EXCERPTED DATA:
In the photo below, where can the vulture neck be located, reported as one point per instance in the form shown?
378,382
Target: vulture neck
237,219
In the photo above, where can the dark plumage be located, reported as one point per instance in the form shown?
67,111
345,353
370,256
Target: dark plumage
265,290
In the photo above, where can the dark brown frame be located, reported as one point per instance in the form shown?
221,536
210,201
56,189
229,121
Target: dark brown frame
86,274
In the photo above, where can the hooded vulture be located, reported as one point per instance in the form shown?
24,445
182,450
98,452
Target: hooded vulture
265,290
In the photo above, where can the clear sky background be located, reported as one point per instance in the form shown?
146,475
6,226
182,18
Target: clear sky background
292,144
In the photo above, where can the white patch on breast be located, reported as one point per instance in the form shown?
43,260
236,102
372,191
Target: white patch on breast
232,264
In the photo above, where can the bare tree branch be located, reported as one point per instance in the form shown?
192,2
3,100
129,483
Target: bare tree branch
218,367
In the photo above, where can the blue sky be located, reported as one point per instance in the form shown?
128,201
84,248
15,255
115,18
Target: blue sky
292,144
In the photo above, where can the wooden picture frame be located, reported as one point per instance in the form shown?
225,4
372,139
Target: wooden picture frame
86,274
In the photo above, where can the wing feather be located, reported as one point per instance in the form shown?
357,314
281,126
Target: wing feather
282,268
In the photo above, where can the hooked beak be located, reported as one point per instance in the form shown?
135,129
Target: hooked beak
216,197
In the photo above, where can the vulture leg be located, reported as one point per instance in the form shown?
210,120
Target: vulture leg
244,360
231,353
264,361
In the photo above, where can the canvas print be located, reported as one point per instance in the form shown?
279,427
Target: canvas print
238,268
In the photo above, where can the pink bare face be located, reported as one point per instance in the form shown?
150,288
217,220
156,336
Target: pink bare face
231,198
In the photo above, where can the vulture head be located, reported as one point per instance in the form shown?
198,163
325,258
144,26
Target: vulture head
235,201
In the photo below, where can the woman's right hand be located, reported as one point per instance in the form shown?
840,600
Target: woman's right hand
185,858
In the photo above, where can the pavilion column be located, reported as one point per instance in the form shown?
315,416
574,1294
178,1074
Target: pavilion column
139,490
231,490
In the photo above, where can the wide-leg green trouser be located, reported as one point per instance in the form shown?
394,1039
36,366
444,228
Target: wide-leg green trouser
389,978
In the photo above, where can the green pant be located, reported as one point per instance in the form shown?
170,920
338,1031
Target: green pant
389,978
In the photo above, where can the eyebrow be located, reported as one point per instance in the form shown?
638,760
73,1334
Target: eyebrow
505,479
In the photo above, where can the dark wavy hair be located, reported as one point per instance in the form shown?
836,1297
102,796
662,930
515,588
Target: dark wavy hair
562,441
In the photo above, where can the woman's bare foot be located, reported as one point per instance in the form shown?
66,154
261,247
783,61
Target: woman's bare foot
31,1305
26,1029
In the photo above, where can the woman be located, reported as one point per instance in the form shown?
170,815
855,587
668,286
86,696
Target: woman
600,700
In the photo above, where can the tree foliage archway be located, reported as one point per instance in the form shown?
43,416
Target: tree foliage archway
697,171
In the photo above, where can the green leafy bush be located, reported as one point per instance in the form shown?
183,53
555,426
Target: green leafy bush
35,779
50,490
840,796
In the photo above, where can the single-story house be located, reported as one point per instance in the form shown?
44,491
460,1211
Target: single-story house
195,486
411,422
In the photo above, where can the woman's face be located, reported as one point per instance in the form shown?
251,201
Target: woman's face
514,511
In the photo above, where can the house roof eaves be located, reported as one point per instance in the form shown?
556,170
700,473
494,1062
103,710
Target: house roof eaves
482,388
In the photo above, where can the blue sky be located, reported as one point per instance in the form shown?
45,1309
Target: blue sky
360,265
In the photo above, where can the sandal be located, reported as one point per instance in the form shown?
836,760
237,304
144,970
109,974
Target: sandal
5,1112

GOAL:
Starting at the line that contains "In the photo above, where can the woman's face", quote each remaining line of the entries above, unchanged.

SOLVED PROBLEM:
In the photo above, where can the woman's face be located, reported as one point per instance in the form shown?
251,201
Target: woman's face
514,511
In the photo above, where can the house roof eaves be located, reported as one point per instance in the form shown?
556,170
700,473
494,1062
103,710
Target: house roof eaves
482,388
In the photo above, where can the blue sky be located, reported as one point per instance in the form shown?
45,1309
Target: blue sky
360,265
In the photo above, where can the sandal be located, reported as one point per instance in the form shown?
836,760
237,304
144,970
109,974
Target: sandal
5,1112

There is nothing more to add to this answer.